_Input for this task:_
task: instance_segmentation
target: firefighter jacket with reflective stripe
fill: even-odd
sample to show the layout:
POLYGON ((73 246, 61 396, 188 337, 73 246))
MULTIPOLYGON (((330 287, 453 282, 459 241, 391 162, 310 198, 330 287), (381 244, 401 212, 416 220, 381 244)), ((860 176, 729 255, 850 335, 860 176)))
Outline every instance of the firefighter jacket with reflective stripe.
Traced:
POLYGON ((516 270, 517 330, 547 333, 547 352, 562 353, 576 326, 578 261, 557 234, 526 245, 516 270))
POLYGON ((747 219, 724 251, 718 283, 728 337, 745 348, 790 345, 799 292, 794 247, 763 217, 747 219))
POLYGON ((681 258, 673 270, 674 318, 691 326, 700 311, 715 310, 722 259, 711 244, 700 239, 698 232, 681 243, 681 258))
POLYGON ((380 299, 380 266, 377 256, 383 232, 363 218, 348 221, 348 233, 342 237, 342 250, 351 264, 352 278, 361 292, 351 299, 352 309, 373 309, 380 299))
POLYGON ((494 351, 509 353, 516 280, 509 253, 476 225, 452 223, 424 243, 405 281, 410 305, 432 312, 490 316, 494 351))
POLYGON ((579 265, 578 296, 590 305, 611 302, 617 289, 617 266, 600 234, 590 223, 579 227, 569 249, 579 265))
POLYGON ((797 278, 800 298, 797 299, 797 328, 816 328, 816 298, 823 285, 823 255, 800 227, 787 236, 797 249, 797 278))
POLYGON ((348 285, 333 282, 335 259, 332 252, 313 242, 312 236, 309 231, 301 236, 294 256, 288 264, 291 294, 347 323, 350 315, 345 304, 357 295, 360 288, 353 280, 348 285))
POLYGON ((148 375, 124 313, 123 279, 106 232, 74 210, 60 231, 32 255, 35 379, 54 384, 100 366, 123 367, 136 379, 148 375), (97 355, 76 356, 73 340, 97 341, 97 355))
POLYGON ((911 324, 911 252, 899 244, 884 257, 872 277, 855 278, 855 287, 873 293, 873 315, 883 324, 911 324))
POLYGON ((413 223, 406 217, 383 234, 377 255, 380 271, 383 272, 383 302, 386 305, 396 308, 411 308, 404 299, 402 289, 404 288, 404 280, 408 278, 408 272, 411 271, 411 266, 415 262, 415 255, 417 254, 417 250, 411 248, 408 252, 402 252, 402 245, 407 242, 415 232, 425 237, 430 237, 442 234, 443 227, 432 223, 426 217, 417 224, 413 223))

_Exercise task:_
Could you repeat every row above verbatim, line by line, without changing anything?

_Correct result:_
task: instance_segmentation
target: firefighter jacket with reflective stripe
fill: even-odd
sample to show the layout:
POLYGON ((73 246, 61 396, 188 337, 73 246))
MULTIPOLYGON (((330 287, 453 282, 459 241, 391 162, 310 198, 330 287), (381 244, 401 212, 416 220, 381 244)), ((860 176, 729 255, 850 335, 860 176)))
Outline every instance of the firefighter jacket with reflective stripe.
Traced:
POLYGON ((516 270, 517 330, 547 333, 547 352, 562 353, 576 326, 578 261, 557 234, 526 245, 516 270))
POLYGON ((747 219, 724 251, 718 283, 728 337, 745 348, 790 345, 799 292, 794 247, 763 217, 747 219))
POLYGON ((681 258, 673 270, 674 318, 691 326, 700 311, 715 310, 722 259, 711 244, 700 239, 698 232, 681 243, 681 258))
POLYGON ((380 299, 380 266, 377 256, 383 232, 363 218, 348 221, 348 233, 342 237, 342 250, 351 264, 352 278, 361 292, 351 299, 352 309, 373 309, 380 299))
POLYGON ((494 351, 509 353, 516 280, 509 253, 476 225, 452 223, 424 243, 405 281, 410 305, 432 312, 490 316, 494 351))
POLYGON ((579 265, 578 296, 590 305, 611 302, 617 289, 617 266, 600 234, 590 223, 579 227, 569 249, 579 265))
POLYGON ((797 278, 800 298, 797 299, 797 328, 816 328, 816 298, 823 285, 823 255, 800 227, 787 236, 797 249, 797 278))
POLYGON ((348 285, 333 282, 335 259, 332 252, 313 242, 312 236, 309 231, 301 236, 294 256, 288 264, 291 294, 347 323, 350 315, 345 304, 357 295, 360 288, 353 280, 348 285))
POLYGON ((148 375, 124 313, 123 279, 106 232, 74 210, 60 231, 32 255, 35 379, 54 384, 100 366, 123 367, 136 379, 148 375), (97 355, 76 356, 73 340, 97 341, 97 355))
POLYGON ((911 324, 911 252, 899 244, 884 257, 872 277, 855 278, 855 287, 873 293, 873 315, 883 324, 911 324))
POLYGON ((413 223, 406 217, 383 234, 377 255, 380 271, 383 272, 383 302, 386 305, 396 308, 411 308, 404 299, 402 289, 404 288, 404 280, 408 278, 408 272, 411 271, 411 266, 415 262, 415 255, 417 254, 417 250, 411 248, 408 252, 402 252, 402 245, 407 242, 415 232, 425 237, 430 237, 442 234, 443 227, 432 223, 426 217, 417 224, 413 223))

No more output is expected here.